→ BRIEF:
Produce a verbatim transcription of the records below, beginning at the line containing "One marker serves each instance of the red goal" and ending at the final line; include only those lines.

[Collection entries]
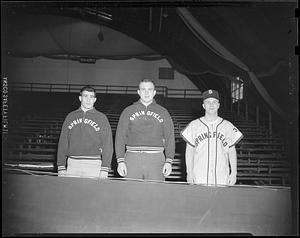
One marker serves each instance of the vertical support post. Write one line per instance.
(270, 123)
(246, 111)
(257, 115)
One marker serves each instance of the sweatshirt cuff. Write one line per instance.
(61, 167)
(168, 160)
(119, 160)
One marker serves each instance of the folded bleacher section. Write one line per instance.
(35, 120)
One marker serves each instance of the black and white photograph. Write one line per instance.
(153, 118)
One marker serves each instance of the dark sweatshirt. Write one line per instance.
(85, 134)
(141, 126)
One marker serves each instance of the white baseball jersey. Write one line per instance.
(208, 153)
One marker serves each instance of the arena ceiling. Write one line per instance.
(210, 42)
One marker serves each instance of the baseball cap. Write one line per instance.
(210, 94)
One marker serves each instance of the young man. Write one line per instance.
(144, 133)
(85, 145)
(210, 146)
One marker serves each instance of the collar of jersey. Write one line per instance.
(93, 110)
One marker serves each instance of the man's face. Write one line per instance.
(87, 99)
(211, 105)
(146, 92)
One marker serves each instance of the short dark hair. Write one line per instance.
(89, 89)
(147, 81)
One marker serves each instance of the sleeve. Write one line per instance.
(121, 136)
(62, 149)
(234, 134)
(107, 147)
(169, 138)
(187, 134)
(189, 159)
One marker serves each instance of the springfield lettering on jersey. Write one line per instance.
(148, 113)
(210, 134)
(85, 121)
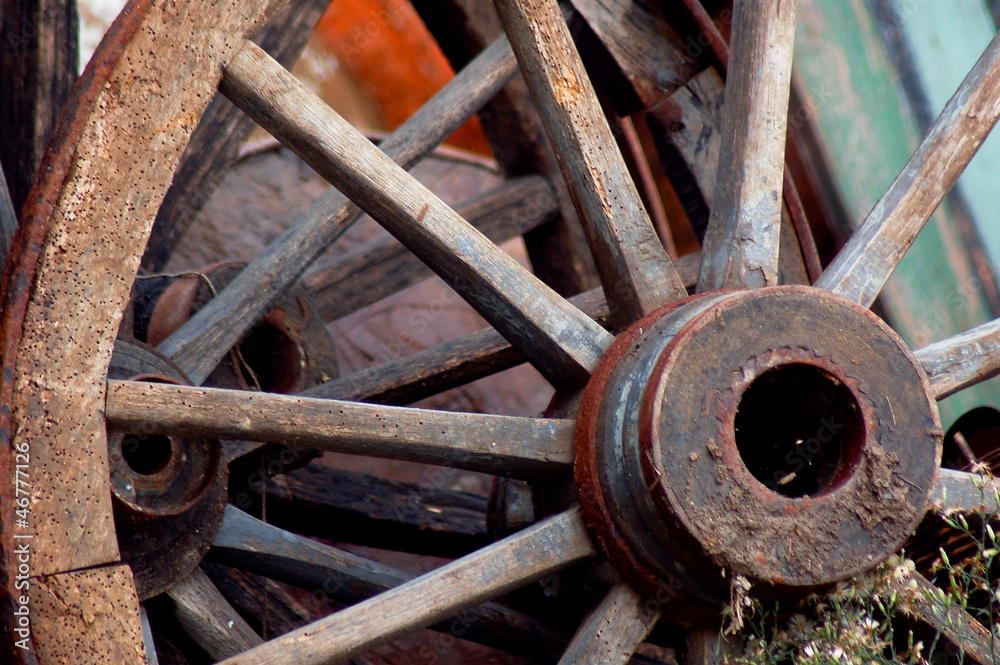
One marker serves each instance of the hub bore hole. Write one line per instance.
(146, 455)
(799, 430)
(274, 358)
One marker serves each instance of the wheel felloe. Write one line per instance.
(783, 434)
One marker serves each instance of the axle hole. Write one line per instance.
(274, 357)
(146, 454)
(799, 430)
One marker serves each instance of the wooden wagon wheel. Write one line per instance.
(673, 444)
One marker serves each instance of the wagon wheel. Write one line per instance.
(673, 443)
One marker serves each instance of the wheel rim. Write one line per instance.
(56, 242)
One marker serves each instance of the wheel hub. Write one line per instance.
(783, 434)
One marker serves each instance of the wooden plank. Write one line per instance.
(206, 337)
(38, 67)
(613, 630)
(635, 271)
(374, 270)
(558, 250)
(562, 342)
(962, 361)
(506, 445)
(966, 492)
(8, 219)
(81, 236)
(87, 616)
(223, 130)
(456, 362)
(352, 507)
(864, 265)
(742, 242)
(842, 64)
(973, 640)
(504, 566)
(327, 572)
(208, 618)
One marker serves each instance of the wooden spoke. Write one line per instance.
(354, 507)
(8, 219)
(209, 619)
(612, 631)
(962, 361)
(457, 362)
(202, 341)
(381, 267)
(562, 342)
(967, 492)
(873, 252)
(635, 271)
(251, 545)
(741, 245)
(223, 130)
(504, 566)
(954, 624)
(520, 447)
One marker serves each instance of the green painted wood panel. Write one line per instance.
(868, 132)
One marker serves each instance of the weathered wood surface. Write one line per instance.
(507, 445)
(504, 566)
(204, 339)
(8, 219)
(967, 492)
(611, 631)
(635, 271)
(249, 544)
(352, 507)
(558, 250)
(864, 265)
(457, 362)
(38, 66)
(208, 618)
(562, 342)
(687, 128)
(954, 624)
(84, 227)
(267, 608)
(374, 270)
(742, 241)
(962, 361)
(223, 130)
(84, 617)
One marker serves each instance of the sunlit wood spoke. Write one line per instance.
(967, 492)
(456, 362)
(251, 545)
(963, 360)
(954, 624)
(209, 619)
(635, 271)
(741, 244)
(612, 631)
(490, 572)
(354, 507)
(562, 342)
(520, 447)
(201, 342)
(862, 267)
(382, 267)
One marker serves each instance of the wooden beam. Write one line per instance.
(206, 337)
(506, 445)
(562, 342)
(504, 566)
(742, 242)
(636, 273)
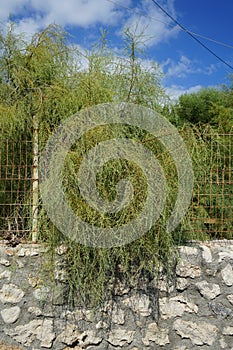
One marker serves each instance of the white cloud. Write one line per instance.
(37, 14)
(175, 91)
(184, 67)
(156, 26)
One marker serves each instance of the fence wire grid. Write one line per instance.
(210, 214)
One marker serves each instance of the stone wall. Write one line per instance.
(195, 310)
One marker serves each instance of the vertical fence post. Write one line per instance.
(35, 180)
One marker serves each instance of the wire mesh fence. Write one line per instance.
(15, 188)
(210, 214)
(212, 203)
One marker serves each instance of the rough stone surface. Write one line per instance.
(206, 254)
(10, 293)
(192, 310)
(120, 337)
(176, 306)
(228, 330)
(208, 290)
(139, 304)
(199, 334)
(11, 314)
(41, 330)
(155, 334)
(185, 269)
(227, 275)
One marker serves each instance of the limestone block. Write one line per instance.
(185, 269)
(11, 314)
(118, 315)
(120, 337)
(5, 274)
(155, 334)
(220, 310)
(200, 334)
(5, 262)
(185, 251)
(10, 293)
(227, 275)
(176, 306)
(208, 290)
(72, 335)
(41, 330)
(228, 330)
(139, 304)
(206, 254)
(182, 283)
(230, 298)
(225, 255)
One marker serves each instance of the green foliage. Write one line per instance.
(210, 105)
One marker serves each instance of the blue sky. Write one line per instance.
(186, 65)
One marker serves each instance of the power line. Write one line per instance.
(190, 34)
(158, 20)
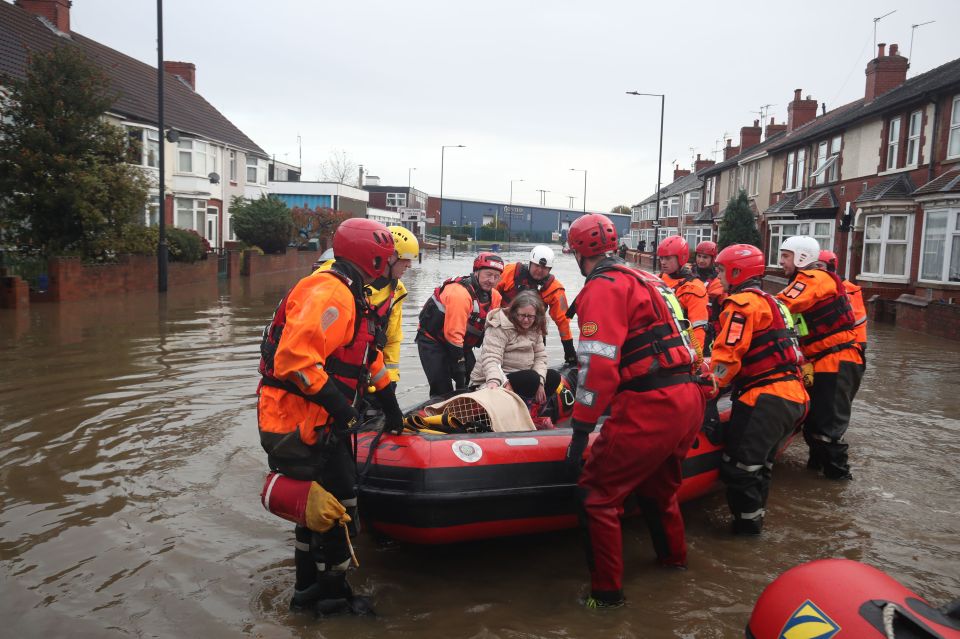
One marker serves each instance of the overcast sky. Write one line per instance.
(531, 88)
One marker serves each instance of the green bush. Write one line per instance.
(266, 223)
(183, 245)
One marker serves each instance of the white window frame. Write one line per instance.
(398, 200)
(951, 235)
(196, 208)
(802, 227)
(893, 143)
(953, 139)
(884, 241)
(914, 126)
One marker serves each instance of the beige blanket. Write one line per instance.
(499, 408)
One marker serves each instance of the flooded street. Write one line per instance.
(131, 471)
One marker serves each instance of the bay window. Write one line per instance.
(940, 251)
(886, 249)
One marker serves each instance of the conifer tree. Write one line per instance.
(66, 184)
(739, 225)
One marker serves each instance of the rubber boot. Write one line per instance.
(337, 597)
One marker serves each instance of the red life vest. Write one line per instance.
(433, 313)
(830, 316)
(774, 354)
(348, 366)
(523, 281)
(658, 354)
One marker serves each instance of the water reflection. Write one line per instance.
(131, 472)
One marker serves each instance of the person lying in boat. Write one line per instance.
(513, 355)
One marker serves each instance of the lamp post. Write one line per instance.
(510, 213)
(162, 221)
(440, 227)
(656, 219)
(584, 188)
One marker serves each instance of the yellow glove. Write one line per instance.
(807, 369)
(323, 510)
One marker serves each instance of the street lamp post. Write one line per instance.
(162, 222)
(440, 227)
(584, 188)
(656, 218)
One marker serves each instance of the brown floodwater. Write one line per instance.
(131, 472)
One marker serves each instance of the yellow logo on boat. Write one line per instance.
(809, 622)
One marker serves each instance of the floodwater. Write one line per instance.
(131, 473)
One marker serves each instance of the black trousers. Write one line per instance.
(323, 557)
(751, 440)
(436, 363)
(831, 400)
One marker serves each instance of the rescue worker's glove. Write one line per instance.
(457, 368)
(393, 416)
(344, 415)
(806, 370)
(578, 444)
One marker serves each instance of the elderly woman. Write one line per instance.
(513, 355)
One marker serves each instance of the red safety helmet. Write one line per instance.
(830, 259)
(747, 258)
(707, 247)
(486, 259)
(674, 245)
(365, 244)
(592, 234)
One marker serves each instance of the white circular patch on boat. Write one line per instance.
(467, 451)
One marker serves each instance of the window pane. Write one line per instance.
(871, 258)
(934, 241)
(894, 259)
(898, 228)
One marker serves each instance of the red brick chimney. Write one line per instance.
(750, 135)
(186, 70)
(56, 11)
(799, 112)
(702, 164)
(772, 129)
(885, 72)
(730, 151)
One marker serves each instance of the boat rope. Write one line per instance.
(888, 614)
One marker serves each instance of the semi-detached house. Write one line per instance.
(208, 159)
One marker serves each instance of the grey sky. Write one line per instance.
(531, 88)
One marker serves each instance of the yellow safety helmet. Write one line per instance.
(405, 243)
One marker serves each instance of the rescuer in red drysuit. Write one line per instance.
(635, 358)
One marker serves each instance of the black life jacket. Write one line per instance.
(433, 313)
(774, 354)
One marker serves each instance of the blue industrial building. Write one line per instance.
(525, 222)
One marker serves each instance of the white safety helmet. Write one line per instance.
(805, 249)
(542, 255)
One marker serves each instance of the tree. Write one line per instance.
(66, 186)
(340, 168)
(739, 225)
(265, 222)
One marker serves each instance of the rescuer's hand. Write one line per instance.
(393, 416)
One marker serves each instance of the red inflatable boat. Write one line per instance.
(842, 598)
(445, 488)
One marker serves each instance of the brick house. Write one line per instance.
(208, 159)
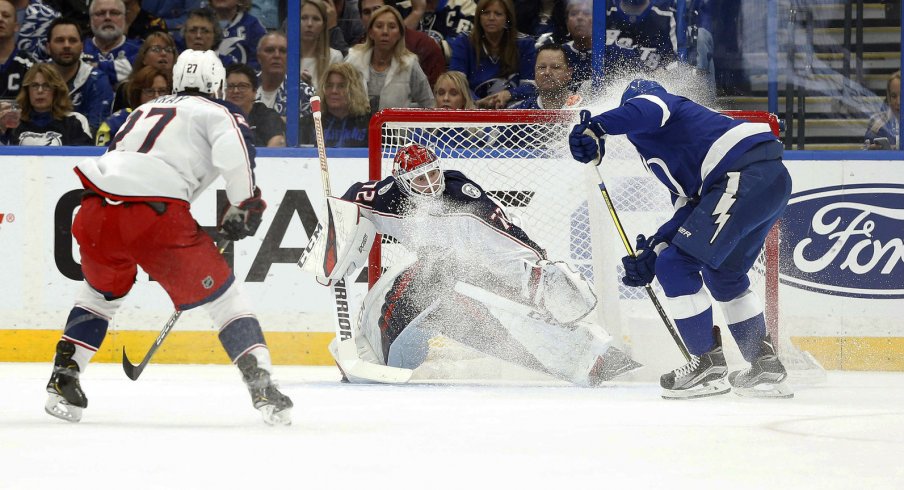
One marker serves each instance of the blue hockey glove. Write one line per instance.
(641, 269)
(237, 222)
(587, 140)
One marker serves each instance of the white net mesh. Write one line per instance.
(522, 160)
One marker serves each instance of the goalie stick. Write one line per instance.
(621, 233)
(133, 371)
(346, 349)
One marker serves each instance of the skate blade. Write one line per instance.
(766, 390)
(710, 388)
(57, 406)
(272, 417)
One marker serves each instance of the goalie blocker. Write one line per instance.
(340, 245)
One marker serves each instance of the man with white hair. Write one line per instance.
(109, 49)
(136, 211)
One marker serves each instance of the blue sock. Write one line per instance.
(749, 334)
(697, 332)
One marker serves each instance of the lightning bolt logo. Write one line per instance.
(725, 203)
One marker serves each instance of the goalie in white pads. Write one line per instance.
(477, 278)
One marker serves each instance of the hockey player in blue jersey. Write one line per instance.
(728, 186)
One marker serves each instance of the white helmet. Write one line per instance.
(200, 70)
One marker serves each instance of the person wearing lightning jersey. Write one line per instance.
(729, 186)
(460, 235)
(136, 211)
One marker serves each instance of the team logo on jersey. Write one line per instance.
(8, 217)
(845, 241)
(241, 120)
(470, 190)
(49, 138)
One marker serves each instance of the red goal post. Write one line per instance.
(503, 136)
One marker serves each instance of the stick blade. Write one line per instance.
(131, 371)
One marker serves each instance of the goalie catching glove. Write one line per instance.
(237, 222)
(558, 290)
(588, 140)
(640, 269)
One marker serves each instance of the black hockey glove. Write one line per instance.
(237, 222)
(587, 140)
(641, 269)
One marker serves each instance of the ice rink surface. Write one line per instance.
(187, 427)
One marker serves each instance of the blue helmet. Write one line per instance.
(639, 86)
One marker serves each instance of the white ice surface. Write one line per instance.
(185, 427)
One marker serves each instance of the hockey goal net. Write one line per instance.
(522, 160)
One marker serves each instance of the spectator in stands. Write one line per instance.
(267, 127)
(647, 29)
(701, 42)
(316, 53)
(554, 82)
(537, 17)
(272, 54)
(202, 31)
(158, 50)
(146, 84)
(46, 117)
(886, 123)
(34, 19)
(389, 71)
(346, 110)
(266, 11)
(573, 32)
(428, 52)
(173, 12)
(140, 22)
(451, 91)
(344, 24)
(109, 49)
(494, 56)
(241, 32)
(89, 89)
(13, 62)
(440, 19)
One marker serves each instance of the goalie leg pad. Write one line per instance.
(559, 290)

→ EXPECTED ANSWER:
One marker serves each instance of the red goal post. Write one line per instance.
(503, 136)
One marker serves each instance of the stick blade. Write one line per instance.
(131, 371)
One marker serves each instance of the goalie catching glove. Write one line per instance.
(237, 222)
(558, 290)
(588, 140)
(640, 269)
One marker serves each instance of the black hockey glove. Write one line per instance.
(237, 222)
(587, 140)
(641, 269)
One marker serves each instance of the ice rink surface. Write one line per instance.
(187, 427)
One marker serves each instance of the blue helmet. Write one line per instance.
(639, 86)
One marker serves each instance of the white ice surface. Write one line per instance.
(185, 427)
One marker serves each instance of the hockey goal net. Write one line per instance.
(522, 160)
One marker serves each instance of the spectator in stands. Write one line per instance.
(267, 127)
(647, 29)
(701, 42)
(316, 53)
(554, 82)
(537, 17)
(272, 54)
(202, 31)
(158, 50)
(146, 84)
(46, 117)
(886, 123)
(34, 19)
(389, 71)
(346, 110)
(266, 11)
(573, 32)
(428, 52)
(173, 12)
(140, 22)
(451, 91)
(344, 24)
(109, 49)
(494, 56)
(241, 32)
(89, 89)
(13, 62)
(440, 19)
One marker serves each instance of the goalie leg pad. Write one line per instance.
(559, 290)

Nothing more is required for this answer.